• Text excerpt
>>>
Organised by The NUS (National University of Singapore) Alumni Association and the BizAd Club, the NUS BizAd Charity Run is a fundraising running event that aims to raise funds for those in need while promoting the spirit of contributing to the community by rallying students, staff and alumni of NUS Business School and members of the public.
2018 race took place yesterday at the Mochtar Riady Building, NUS
The 2018 edition of the BizAd Charity Run took place yesterday with the start and end point of the run at the Mochtar Riady Building at the NUS compound.
Now into its eighth edition, the run had brought back the 10km Competitive Run and the 5km Fun Run categories and had attracted about 1,500 runners altogether.
Took part in the 10km Run
I participated in the 10km Competitive Run.
The route for the 10km Run had been changed for this year, with the race taking runners out of the NUS campus and to West Coast Park for the second half of the run. Previous editions of this run had only simply taken runners on loops through the NUS compound.
<<<
• Stored entries
>>>
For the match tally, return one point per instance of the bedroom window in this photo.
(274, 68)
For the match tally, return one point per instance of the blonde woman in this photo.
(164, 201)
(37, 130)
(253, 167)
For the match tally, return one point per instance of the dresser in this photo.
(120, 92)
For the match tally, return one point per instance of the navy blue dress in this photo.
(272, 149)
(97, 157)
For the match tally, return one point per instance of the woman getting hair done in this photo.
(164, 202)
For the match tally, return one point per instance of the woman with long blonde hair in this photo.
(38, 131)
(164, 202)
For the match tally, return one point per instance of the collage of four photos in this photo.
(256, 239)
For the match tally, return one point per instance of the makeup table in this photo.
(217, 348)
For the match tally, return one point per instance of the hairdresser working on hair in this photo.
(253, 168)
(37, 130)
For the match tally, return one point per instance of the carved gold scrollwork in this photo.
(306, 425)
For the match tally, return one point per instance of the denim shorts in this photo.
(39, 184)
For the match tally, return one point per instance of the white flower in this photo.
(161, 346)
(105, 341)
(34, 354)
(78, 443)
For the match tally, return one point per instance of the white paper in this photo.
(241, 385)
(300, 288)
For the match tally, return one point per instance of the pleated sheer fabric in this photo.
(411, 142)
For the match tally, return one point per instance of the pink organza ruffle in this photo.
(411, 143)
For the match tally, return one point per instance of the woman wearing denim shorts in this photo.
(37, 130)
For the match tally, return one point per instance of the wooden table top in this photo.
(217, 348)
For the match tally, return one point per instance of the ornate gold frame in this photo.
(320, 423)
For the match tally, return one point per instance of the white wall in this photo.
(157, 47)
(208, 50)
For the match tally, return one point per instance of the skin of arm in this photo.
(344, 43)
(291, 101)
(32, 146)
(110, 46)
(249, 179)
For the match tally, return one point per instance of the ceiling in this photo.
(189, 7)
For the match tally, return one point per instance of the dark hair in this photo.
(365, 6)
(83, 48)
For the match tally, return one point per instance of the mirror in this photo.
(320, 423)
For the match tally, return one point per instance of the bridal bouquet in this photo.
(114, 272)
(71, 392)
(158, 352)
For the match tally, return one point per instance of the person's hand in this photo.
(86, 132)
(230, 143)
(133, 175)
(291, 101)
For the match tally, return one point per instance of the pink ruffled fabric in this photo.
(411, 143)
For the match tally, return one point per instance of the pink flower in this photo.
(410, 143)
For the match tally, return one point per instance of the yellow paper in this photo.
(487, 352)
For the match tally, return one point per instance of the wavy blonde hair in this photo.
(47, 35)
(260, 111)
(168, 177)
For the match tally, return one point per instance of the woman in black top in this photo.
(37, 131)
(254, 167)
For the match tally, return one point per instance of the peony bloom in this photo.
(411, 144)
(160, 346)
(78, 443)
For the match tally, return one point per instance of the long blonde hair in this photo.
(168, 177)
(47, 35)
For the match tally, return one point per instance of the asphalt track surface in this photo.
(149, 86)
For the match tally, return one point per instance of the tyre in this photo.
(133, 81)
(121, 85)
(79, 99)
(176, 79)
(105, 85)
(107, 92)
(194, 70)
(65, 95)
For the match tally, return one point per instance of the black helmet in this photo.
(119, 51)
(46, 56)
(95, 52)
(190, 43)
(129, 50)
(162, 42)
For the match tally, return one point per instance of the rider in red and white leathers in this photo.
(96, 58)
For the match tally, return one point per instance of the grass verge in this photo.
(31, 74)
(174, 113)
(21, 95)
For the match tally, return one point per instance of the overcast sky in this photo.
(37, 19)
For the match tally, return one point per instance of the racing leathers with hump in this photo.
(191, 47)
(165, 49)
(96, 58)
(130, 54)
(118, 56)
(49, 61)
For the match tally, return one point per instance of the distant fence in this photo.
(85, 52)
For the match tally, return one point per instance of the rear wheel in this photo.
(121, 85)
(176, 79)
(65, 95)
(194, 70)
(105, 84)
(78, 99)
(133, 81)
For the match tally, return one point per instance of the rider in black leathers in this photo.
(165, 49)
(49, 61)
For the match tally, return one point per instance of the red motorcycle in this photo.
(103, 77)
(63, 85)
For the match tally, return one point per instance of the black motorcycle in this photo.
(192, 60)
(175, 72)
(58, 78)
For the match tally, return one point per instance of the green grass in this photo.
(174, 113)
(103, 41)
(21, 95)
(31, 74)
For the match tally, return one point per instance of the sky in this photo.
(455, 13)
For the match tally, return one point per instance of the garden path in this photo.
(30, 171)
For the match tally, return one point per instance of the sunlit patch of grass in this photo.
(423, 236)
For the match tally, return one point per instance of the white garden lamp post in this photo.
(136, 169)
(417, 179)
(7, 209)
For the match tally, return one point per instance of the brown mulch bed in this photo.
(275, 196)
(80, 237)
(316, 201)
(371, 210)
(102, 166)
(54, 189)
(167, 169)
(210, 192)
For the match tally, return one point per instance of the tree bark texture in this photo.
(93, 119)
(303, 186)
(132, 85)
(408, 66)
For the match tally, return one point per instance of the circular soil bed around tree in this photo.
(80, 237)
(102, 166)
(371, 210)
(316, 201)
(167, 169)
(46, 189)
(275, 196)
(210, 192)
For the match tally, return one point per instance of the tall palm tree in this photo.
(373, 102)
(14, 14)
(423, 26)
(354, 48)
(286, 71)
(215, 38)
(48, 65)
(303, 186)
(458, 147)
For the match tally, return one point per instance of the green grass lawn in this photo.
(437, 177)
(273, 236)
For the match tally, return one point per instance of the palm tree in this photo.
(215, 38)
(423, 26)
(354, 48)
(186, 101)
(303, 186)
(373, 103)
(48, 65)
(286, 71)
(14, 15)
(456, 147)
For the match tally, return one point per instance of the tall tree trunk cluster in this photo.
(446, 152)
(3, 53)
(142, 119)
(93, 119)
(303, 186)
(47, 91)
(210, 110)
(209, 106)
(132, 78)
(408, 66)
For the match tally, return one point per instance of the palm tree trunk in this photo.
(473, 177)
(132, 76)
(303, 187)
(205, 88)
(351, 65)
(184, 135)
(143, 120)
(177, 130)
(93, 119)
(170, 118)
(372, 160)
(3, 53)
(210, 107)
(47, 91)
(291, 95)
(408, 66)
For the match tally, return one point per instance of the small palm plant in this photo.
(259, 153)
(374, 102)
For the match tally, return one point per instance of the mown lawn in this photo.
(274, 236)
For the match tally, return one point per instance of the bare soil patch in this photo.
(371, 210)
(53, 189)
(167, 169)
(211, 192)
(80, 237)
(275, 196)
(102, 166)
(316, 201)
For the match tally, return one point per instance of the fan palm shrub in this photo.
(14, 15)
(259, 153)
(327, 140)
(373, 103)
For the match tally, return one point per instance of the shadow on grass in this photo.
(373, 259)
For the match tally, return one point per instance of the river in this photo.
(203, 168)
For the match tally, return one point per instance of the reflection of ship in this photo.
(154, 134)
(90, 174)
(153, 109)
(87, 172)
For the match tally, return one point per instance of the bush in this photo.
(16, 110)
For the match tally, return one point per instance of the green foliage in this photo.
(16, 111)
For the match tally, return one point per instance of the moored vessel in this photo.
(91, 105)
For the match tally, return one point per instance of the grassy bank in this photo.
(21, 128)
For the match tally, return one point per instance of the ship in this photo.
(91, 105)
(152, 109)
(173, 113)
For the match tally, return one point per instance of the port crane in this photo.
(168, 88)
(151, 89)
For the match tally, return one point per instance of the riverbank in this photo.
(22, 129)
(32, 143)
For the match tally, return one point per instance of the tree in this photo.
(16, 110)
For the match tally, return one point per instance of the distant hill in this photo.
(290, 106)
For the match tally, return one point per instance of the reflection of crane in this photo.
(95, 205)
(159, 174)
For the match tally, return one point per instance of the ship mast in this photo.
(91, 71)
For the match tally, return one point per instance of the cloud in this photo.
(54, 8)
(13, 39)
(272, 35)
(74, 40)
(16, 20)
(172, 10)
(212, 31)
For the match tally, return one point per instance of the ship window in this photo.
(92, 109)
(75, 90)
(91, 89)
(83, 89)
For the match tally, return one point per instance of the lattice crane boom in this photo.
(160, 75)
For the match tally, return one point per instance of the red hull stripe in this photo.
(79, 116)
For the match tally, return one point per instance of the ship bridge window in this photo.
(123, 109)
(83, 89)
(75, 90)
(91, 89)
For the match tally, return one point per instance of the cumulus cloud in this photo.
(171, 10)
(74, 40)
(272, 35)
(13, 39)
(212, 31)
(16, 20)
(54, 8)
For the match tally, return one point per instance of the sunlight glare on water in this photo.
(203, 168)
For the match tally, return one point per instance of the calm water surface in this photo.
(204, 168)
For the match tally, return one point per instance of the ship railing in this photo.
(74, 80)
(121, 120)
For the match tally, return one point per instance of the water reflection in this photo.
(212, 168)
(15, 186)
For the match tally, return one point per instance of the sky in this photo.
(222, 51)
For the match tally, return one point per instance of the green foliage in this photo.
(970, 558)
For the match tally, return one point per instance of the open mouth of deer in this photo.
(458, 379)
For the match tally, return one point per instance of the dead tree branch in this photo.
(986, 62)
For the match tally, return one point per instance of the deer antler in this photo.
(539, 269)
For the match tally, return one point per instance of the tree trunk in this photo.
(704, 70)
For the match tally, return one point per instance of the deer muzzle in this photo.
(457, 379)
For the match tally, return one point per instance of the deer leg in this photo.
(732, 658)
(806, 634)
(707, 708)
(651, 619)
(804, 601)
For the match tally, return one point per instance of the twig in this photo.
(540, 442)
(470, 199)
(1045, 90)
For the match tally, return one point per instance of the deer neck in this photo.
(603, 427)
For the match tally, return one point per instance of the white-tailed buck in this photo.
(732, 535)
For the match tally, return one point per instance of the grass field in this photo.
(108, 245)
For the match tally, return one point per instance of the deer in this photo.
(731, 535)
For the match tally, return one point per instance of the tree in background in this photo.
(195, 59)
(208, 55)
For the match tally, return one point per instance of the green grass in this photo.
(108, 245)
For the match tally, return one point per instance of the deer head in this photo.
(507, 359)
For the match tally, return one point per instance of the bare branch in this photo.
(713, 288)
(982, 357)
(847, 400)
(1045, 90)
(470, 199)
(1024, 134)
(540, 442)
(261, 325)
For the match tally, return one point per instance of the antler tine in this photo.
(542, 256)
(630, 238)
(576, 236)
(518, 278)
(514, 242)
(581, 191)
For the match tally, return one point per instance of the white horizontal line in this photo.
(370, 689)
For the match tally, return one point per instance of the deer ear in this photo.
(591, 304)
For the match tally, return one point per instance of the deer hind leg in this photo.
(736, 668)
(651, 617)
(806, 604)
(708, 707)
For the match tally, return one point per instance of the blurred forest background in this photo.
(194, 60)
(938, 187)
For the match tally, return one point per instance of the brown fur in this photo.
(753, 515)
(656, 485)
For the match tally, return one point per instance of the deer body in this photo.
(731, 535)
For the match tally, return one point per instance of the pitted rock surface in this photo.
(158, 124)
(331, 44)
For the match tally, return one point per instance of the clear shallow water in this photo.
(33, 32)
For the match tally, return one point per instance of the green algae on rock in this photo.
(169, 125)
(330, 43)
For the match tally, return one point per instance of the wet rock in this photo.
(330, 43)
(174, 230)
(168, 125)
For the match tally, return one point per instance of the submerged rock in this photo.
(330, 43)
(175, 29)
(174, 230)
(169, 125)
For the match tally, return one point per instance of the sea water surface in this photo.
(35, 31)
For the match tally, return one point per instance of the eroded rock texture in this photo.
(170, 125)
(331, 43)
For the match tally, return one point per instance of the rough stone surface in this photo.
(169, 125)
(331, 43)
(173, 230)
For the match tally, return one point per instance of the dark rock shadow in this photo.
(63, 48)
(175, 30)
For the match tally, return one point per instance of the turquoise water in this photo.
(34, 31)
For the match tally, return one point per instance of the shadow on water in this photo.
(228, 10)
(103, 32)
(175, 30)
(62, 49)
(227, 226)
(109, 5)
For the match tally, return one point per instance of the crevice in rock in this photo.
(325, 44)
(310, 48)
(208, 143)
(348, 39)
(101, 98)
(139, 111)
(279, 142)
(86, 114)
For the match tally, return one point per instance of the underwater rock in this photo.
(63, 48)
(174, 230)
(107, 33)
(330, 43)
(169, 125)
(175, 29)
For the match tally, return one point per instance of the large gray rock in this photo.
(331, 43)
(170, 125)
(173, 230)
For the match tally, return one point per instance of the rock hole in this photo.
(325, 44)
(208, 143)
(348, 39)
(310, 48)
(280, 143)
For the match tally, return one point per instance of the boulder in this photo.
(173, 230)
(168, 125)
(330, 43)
<<<
• Requirement 1
According to the charity run text, roughly how many runners did the 2018 edition attract across both categories?
• Requirement 2
Reproduce the charity run text word for word, from "Now into its" to "through the NUS compound.".

• Worked solution 1
About 1,500 runners.

• Worked solution 2
Now into its eighth edition, the run had brought back the 10km Competitive Run and the 5km Fun Run categories and had attracted about 1,500 runners altogether.
Took part in the 10km Run
I participated in the 10km Competitive Run.
The route for the 10km Run had been changed for this year, with the race taking runners out of the NUS campus and to West Coast Park for the second half of the run. Previous editions of this run had only simply taken runners on loops through the NUS compound.